» **What is asked**
Copy every record exactly, and keep the pictures out.

»»

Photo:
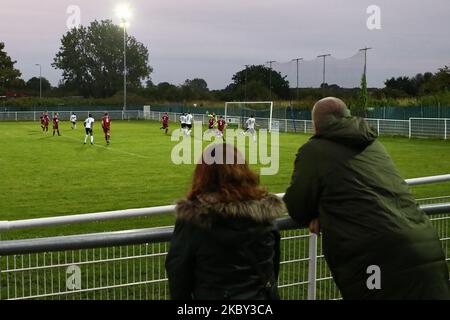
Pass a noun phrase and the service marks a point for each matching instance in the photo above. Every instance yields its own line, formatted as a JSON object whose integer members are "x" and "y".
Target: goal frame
{"x": 251, "y": 102}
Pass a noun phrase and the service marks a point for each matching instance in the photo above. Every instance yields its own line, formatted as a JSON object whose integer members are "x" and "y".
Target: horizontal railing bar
{"x": 54, "y": 294}
{"x": 81, "y": 263}
{"x": 142, "y": 212}
{"x": 129, "y": 237}
{"x": 428, "y": 180}
{"x": 87, "y": 241}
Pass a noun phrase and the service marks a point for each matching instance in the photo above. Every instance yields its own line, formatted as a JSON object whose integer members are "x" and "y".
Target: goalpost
{"x": 237, "y": 112}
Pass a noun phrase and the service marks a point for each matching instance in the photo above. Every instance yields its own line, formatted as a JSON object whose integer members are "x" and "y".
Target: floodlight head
{"x": 123, "y": 12}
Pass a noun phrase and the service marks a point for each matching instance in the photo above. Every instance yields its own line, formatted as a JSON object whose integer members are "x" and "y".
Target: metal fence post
{"x": 445, "y": 129}
{"x": 312, "y": 267}
{"x": 409, "y": 128}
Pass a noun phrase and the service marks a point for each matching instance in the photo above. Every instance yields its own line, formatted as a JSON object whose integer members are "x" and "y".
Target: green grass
{"x": 43, "y": 176}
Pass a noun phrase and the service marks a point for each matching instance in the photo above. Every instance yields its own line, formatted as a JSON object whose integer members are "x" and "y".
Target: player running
{"x": 46, "y": 122}
{"x": 106, "y": 125}
{"x": 165, "y": 122}
{"x": 42, "y": 121}
{"x": 89, "y": 125}
{"x": 183, "y": 123}
{"x": 55, "y": 123}
{"x": 189, "y": 118}
{"x": 250, "y": 123}
{"x": 221, "y": 124}
{"x": 73, "y": 120}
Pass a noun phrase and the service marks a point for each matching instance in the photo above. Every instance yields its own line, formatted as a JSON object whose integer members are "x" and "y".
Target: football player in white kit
{"x": 189, "y": 118}
{"x": 250, "y": 123}
{"x": 183, "y": 123}
{"x": 89, "y": 125}
{"x": 73, "y": 120}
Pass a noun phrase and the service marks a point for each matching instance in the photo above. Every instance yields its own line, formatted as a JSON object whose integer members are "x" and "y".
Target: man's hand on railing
{"x": 314, "y": 226}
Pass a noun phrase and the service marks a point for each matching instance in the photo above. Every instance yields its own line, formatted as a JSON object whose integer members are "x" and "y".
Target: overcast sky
{"x": 213, "y": 39}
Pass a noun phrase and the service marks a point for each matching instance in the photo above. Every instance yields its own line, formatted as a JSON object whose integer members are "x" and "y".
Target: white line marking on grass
{"x": 111, "y": 149}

««

» **Result**
Photo:
Pass a noun phrase and the service marks a point for each matching instance in the photo above. Every instance yields its own line, formatted as a JSON object whose integer members are "x" and "y".
Target: goal frame
{"x": 251, "y": 102}
Pass a noun phrase and the service marks a point for each matching instance in the photo above. Every instance yields its own line, formatted as a JSON object whose integer members are "x" and "y".
Target: horizontal railing bar
{"x": 54, "y": 294}
{"x": 81, "y": 263}
{"x": 142, "y": 212}
{"x": 129, "y": 237}
{"x": 428, "y": 180}
{"x": 87, "y": 241}
Pass a noun phrase and the service marks a point for each matching instance in the photo above. Every instance yields its own line, formatted as a JSON object whose integer members are "x" and "y".
Target: goalpost
{"x": 237, "y": 112}
Pass a noun phrase and the service marks a point for each matching instance in the photo above. Every instance yields its own line, formatted as a JSON object whose integer members are "x" and "y".
Target: floodlight head
{"x": 123, "y": 12}
Pass a noun phrase and the service marks a point for each matching instance in the photo above. Every instance yields its own line, formatted as a JSON object whose integer members are "x" and "y".
Target: metal fence post
{"x": 445, "y": 129}
{"x": 312, "y": 267}
{"x": 409, "y": 128}
Pass a noun phrase and the service marks a point for each matching instance in the photo above. Every instance yields its own line, formatted as a JSON object whose integer members are "x" and "y".
Target: green grass
{"x": 43, "y": 176}
Pass a noun phrase and the service marks a point for each matching instance in the photo above. Every instance yields its own line, formatted as a JSON object whose integer members are "x" and "y".
Target: player running
{"x": 46, "y": 122}
{"x": 106, "y": 125}
{"x": 165, "y": 122}
{"x": 42, "y": 121}
{"x": 89, "y": 125}
{"x": 183, "y": 123}
{"x": 55, "y": 123}
{"x": 189, "y": 118}
{"x": 250, "y": 123}
{"x": 221, "y": 124}
{"x": 73, "y": 120}
Pass a noun phrase and the service marks a point for each matching instance in the photo above. Every instance yields its own line, formatted as a JSON object whose integer members are "x" and "y".
Target: football player in white kit
{"x": 189, "y": 118}
{"x": 250, "y": 123}
{"x": 183, "y": 123}
{"x": 89, "y": 125}
{"x": 73, "y": 120}
Pass a noun phrase and the service marks a point for each matching instance in the photo above. Every instance yields its own line, formatted as a JSON object whose integer members are "x" and "y".
Target: man's hand on railing
{"x": 314, "y": 226}
Pass a noun phrase and the service marks a point for each matching instance in the photo above. Every instance yields its own line, formatted as a JSON object whose integer members are "x" and "y".
Target: overcast sky
{"x": 213, "y": 39}
Pass a noun phrase and the service marks a point for each matching instance in the photo above. Every instance yields its own line, formatted as a JSON object whose integer members are "x" and "y".
Target: white line marking on grass
{"x": 111, "y": 149}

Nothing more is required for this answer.